# TEXT SECTION
━━━━━━━━━━━━━━━━━━━━━━━━━━━━━━

Mr. Pink: Hey, why am I Mr. Pink?
Mr. Pink: Why can’t we pick our own colors?
Joe: No way, no way. Tried it once, doesn’t work. You got four guys all fighting over who’s gonna be Mr. Black, but they don’t know each other, so nobody wants to back down. No way. I pick. You’re Mr. Pink. Be thankful you’re not Mr. Yellow.
Mr. Pink: Mr. Pink sounds kinda wimpy. How ’bout if I’m Mr. Purple? That sounds good to me. I’ll be Mr. Purple.
Joe: You’re not Mr. Purple. Some guy on some other job is Mr. Purple. Your Mr. PINK.
Mr. White: Who cares what your name is?
Mr. Pink: Yeah, that’s easy for your to say, you’re Mr. White. You have a cool-sounding name. Alright look, if it’s no big deal to be Mr. Pink, you wanna trade?
Joe:Hey! NOBODY’S trading with ANYBODY. This ain’t a city council meeting, you know. Now listen up, Mr. Pink. There’s two ways you can go on this job: my way or the highway. Now what’s it gonna be, Mr. Pink?
Mr. Pink: Alright, I’m Mr. Pink. Let’s move on.
Joe:I’ll move on when I feel like it… All you guys got the message?… I’m so mad, hollering at you guys I can hardly talk. Pssh. Let’s go to work.
- Reservoir Dogs
Ever have one of those nights? Two of your players keep butting heads, constantly arguing about what the party should do. Perhaps one of your players is trying to play someone else’s character, constantly telling them what to do. The player thinks they are being helpful, but really the player has become The Gaming Jerk. You can see the writing on the wall and things aren’t going to end well. What do you do?
Maybe you have another problem. A player constantly disagrees with your rulings. Sometimes they are right, sometimes wrong but you’re trying to keep the game moving. You’re following the Eight Rules That Will Make You A Better DM, but you aren’t having any luck with this particular player. It seems they are taking more delight in slowing down and ruining the gaming experience for everyone at the table than just moving on. How do you handle them?
The quote above from Reservoir Dogs illustrates how a simple disagreement can catapult into a discussion that could derail your game. Luckily for you, you’re Joe the DM, and that means you ultimately call the shots and your rulings are final. But how do you communicate that and maintain the peace at the table?
You Are The Authority Figure
As the DM you are the authority figure at the table. This doesn’t mean you are the oldest, wisest, smartest or even most mature. It does mean you are in charge. You don’t have to know the rules better than everyone else, though you should have a good grasp of them. Your job is to keep the game running, and to make it challenging and enjoyable. You are a facilitator. Without you, there is no game. So when a player or players develop a conflict it’s your role to maintain the peace and keep things moving. If you make a decision, even if it is the wrong one, that’s it done and settled. The details can be addressed after the gaming session and if you’re wrong I hope you would be humble enough to admit it and move on.

━━━━━━━━━━━━━━━━━━━━━━━━━━━━━━

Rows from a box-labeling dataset
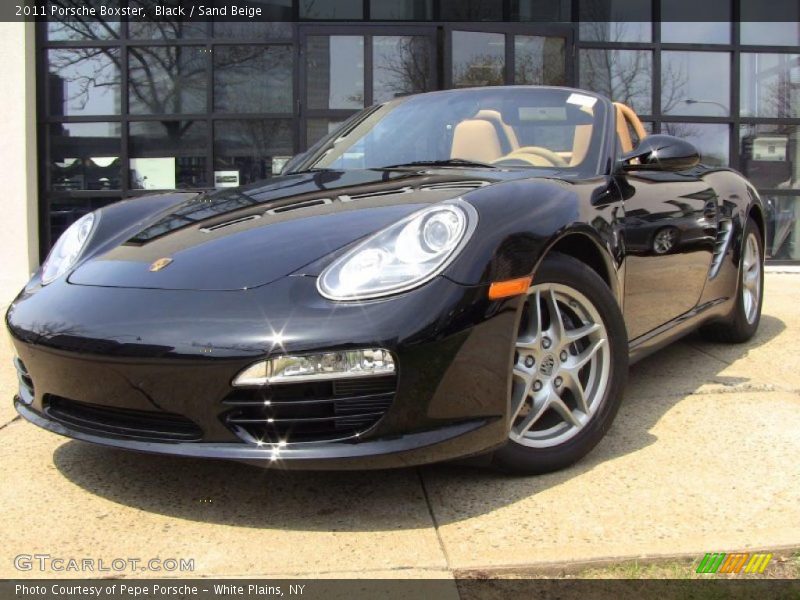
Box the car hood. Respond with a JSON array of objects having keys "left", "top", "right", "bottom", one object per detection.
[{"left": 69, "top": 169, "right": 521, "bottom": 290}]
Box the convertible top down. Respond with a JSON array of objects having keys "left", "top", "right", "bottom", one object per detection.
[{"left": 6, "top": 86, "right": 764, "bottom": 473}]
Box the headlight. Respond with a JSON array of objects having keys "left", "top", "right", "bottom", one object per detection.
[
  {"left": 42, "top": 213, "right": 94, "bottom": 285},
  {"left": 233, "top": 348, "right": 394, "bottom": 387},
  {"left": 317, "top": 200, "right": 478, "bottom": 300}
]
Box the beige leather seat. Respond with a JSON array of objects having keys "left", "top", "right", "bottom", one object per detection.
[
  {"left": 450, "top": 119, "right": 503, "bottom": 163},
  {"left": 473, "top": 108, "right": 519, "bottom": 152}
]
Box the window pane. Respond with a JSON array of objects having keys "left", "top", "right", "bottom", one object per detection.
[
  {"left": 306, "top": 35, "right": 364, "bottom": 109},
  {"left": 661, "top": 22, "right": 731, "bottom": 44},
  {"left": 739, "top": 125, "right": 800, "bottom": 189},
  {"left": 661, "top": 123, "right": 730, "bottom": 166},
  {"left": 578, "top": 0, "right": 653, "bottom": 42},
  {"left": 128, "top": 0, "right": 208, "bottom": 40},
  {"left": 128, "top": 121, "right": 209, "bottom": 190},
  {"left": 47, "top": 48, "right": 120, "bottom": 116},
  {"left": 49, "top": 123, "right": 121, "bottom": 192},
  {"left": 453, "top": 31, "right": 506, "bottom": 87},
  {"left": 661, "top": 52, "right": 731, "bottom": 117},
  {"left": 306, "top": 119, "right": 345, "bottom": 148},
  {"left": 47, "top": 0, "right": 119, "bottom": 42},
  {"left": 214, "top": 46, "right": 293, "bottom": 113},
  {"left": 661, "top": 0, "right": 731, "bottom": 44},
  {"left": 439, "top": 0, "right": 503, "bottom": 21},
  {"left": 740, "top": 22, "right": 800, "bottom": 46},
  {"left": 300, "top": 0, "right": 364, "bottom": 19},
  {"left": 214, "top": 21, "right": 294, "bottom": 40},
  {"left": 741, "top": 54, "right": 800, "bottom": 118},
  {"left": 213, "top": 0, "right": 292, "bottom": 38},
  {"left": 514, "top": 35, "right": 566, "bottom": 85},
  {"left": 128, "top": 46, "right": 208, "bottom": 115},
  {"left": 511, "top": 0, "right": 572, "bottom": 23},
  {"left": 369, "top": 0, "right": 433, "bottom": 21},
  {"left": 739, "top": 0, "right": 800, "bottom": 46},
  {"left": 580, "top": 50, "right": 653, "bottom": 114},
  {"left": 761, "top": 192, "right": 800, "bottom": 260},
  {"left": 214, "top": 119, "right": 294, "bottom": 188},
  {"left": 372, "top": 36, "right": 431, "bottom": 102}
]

━━━━━━━━━━━━━━━━━━━━━━━━━━━━━━

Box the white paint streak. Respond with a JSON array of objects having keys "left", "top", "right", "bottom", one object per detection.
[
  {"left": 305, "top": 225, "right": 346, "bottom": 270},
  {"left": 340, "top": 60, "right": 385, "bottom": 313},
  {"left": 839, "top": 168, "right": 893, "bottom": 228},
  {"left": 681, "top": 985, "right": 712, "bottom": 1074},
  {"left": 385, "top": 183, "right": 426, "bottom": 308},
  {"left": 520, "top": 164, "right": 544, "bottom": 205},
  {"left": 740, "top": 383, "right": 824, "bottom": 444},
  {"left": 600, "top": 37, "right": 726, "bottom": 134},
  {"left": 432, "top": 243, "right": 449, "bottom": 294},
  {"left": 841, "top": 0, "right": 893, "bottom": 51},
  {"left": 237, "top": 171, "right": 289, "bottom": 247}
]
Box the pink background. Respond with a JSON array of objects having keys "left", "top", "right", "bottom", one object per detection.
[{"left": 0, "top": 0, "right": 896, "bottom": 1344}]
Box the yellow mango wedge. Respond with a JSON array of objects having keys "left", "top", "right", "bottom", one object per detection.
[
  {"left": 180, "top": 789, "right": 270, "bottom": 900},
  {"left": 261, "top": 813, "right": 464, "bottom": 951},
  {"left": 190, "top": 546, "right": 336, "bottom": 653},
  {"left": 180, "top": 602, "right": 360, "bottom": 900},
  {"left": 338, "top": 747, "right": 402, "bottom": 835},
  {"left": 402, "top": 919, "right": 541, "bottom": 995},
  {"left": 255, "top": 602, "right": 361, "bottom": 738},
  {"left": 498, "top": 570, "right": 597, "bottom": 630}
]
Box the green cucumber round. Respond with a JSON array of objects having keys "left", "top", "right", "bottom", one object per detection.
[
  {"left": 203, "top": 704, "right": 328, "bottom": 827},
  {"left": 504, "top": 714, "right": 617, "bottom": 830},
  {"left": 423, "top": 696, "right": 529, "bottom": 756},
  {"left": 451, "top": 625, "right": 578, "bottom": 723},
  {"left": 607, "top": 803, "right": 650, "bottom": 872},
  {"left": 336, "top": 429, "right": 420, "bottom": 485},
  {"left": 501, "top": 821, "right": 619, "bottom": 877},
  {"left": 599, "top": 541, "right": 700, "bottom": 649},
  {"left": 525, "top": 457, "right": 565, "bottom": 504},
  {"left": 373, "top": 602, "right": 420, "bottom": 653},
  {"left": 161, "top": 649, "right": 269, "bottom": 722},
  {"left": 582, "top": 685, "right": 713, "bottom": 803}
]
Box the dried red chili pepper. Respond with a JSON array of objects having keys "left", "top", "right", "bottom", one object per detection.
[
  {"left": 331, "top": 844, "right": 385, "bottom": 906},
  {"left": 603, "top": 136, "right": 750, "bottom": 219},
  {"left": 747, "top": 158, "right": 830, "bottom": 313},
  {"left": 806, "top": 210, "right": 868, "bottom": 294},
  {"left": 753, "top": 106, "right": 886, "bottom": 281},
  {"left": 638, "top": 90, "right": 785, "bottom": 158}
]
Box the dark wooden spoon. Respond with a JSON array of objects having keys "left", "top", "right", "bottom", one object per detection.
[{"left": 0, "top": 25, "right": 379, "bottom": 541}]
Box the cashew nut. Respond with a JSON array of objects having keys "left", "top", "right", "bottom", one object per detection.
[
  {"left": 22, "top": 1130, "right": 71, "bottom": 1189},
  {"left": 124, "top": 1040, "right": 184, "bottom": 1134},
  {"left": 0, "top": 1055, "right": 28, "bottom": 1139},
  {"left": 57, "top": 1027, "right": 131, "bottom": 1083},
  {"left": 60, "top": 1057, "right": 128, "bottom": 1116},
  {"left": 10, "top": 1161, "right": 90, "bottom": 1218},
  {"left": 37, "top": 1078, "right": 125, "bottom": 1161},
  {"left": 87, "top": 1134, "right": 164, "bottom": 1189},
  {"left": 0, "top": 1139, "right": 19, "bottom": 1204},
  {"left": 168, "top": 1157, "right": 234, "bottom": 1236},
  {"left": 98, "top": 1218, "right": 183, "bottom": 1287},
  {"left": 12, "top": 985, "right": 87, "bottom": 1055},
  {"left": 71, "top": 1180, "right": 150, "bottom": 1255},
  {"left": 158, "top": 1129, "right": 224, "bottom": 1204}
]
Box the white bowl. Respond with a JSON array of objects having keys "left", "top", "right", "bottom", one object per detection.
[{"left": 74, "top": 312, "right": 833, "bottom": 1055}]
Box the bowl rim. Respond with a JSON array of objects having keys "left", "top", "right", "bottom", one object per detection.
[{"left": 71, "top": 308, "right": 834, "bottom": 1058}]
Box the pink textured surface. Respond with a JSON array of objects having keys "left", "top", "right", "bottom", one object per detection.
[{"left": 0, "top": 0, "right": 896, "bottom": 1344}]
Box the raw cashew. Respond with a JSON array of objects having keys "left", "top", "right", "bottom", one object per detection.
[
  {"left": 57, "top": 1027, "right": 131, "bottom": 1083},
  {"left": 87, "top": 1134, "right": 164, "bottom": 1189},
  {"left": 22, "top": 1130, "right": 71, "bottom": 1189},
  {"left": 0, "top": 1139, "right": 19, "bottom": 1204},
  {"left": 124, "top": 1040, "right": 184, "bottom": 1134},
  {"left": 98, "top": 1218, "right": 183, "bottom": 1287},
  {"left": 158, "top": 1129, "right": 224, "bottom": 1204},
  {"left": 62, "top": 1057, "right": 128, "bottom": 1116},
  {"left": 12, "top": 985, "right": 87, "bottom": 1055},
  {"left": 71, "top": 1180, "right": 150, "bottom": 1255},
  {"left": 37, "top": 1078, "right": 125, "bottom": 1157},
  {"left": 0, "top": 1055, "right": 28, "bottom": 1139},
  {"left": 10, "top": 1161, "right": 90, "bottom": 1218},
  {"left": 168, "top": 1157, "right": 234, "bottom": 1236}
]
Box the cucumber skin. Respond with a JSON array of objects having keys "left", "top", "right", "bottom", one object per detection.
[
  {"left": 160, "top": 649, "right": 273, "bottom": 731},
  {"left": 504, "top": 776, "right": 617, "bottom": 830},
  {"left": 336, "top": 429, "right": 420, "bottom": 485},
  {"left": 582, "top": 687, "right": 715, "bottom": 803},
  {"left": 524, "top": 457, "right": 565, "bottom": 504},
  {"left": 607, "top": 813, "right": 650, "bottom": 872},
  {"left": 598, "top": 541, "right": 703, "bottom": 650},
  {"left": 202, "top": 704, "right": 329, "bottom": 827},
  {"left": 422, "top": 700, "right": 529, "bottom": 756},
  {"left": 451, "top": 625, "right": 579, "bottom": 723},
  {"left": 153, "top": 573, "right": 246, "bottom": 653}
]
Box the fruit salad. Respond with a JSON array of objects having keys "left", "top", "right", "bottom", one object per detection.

━━━━━━━━━━━━━━━━━━━━━━━━━━━━━━

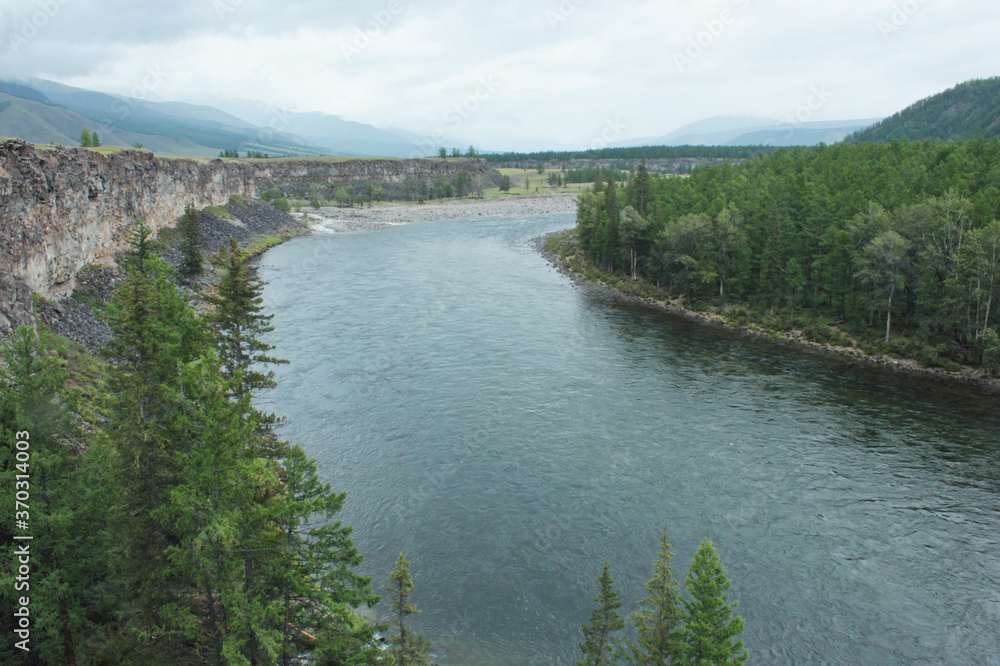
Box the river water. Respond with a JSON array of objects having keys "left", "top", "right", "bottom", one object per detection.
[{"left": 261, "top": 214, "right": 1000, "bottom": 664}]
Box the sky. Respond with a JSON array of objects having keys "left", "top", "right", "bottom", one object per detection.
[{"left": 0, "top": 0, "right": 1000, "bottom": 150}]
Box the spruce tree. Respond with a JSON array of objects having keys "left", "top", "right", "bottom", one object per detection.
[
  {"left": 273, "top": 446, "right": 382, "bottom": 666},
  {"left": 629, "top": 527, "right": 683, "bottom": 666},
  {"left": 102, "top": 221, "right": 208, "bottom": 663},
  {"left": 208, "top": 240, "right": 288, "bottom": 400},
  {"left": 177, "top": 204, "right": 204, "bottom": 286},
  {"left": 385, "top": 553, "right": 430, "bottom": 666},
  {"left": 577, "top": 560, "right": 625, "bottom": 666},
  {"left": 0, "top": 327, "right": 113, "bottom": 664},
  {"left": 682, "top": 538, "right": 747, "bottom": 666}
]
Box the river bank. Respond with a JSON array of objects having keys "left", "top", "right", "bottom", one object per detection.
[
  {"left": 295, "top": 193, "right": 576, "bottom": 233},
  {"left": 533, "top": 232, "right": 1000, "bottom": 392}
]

━━━━━━━━━━━━━━━━━━━━━━━━━━━━━━

# TASK INSTRUCTIONS
1/ Repeat the passage of the game-mastering article from "Mr. Pink: Mr." to "Your Mr. PINK.".
2/ In the game-mastering article's opening quote, what name does Mr. Pink propose to take in place of his assigned one?
3/ List every "Mr." color name that appears in the game-mastering article.
Work only from the game-mastering article and leave the rows aside.

# THE SOLUTIONS
1/
Mr. Pink: Mr. Pink sounds kinda wimpy. How ’bout if I’m Mr. Purple? That sounds good to me. I’ll be Mr. Purple.
Joe: You’re not Mr. Purple. Some guy on some other job is Mr. Purple. Your Mr. PINK.

2/ Mr. Purple

3/ Mr. Pink, Mr. Black, Mr. Yellow, Mr. Purple, Mr. White